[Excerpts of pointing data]

— start —

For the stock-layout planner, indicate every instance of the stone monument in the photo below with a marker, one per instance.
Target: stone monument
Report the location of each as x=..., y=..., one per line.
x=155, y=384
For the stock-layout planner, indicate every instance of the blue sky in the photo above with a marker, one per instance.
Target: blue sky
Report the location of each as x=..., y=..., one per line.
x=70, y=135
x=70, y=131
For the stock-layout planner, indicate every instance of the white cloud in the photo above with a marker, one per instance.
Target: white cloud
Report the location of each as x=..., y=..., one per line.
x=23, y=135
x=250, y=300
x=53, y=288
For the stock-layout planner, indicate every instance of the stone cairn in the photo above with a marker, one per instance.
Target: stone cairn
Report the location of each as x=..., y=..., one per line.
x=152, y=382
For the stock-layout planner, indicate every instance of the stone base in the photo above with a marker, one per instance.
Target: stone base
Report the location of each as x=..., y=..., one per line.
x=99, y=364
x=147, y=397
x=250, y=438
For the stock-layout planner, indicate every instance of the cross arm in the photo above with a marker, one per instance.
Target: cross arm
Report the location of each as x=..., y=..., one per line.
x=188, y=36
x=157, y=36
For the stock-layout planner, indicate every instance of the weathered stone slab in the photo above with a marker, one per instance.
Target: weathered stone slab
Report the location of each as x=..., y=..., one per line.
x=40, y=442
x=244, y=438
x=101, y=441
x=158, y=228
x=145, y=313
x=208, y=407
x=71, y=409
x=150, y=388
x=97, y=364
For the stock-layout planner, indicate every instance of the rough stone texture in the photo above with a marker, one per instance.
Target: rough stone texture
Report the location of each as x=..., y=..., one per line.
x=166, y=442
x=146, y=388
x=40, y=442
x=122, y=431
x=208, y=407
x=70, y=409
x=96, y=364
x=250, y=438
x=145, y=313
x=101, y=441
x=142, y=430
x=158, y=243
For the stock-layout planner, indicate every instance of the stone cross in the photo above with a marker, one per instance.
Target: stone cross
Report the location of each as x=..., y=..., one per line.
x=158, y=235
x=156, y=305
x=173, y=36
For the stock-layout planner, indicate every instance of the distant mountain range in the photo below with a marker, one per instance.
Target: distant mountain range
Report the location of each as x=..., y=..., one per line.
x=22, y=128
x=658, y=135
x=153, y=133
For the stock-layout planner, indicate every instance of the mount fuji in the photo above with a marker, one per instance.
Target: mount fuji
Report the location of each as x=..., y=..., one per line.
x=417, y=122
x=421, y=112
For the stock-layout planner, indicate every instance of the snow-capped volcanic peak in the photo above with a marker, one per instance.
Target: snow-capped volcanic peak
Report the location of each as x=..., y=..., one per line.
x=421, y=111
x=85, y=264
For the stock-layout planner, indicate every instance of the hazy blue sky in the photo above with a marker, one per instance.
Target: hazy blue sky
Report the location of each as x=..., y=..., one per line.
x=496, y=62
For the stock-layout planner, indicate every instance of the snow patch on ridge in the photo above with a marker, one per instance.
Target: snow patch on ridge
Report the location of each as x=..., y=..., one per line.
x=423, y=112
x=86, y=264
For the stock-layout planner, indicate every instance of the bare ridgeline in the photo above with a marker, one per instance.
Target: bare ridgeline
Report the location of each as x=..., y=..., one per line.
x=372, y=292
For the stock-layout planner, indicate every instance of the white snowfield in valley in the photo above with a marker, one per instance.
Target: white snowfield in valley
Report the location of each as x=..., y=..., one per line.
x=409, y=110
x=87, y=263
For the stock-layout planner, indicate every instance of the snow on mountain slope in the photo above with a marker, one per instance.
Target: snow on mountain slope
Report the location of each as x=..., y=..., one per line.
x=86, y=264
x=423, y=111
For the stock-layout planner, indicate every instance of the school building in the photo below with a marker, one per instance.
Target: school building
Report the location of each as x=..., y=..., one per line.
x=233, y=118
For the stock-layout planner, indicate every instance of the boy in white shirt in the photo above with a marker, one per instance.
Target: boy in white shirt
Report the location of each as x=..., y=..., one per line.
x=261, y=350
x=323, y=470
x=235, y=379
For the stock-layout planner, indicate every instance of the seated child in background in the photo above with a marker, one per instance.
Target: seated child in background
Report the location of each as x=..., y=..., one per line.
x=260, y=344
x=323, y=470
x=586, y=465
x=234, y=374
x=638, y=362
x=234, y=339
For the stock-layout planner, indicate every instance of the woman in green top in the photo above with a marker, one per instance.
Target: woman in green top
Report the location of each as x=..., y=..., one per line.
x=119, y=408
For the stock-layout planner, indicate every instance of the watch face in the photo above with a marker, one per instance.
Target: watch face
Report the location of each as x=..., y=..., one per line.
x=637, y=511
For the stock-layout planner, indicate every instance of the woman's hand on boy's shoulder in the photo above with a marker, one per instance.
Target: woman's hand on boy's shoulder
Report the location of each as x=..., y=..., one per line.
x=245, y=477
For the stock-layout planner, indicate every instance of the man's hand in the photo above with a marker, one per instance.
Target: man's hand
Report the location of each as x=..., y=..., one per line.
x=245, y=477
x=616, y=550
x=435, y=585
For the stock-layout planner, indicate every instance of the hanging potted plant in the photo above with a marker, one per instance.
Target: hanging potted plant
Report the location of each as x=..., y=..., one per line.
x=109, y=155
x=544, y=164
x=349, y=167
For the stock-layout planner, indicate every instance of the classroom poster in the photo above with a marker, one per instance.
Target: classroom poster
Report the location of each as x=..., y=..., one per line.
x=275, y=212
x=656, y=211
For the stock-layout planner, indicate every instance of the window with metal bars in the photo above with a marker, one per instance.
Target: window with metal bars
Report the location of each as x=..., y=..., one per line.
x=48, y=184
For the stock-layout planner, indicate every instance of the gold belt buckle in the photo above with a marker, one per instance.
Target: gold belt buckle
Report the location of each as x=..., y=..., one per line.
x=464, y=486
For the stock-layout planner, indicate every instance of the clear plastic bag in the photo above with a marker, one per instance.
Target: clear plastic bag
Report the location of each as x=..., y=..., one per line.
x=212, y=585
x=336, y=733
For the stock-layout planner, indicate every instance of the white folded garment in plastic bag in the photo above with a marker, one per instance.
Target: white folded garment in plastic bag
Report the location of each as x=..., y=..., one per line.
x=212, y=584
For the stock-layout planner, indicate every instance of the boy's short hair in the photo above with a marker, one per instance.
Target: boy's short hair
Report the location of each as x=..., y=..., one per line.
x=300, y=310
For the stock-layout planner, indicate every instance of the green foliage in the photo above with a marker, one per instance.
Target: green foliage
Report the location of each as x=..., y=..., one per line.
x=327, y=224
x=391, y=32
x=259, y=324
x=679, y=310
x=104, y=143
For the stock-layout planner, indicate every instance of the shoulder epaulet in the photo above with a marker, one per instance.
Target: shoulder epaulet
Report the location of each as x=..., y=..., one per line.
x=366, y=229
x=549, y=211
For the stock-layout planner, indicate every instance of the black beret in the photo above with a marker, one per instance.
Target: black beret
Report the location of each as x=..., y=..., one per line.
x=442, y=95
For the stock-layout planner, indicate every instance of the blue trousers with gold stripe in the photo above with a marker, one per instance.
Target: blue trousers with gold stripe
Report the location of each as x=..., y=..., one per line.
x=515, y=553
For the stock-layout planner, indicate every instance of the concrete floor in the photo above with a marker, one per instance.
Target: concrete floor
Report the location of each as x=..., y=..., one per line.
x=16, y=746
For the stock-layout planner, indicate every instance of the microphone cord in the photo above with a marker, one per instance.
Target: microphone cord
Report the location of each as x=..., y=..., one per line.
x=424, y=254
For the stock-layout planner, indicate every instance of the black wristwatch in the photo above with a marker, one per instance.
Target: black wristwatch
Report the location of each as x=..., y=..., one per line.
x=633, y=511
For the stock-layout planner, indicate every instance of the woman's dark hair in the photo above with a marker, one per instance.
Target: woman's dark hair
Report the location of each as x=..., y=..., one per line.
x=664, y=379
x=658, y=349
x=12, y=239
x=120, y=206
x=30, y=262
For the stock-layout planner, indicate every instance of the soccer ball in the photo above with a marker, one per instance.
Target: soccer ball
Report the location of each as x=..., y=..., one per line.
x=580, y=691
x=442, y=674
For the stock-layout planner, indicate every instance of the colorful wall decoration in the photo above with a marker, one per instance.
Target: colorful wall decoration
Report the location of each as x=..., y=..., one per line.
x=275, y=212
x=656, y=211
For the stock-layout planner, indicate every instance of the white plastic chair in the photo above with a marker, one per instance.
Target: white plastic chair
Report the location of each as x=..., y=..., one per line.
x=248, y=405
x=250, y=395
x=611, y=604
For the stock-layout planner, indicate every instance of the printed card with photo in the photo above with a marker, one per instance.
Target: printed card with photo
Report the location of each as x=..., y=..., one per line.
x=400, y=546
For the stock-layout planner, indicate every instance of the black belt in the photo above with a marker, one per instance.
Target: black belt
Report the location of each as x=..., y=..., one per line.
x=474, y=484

— end —

## Problem description
Repeat exactly the lines above from the line that contains "of the soccer" through the end. Include both of these ends; leave out everything else.

## Answer for this exercise
For the stock-layout planner, indicate every instance of the soccer ball in the photo above with a marker, one per instance.
Target: soccer ball
Report the location of each as x=..., y=..., one per line.
x=580, y=691
x=442, y=674
For the stock-layout planner, indicate every instance of the colorful wall decoration in the photo above with a marker, one per instance.
Target: colorful wall decoration
Report the location of each as x=..., y=..., one per line.
x=275, y=212
x=656, y=211
For the stock-layout planner, indicate every instance of the white plastic chair in the photo above with a marker, one per instance.
Target: white plastic chair
Report the location of each as x=..., y=..., one per line.
x=248, y=405
x=250, y=395
x=611, y=604
For the stock-layout planner, indicate every instance of the printed card with photo in the photo above with a marker, one per instance.
Target: printed card with photo
Report the location of each as x=..., y=..., one per line.
x=400, y=546
For the stock-layout planner, indicate every instance of the black belt in the photo above with a marker, one per instance.
Target: black belt
Report the location of each as x=..., y=..., one per line.
x=474, y=484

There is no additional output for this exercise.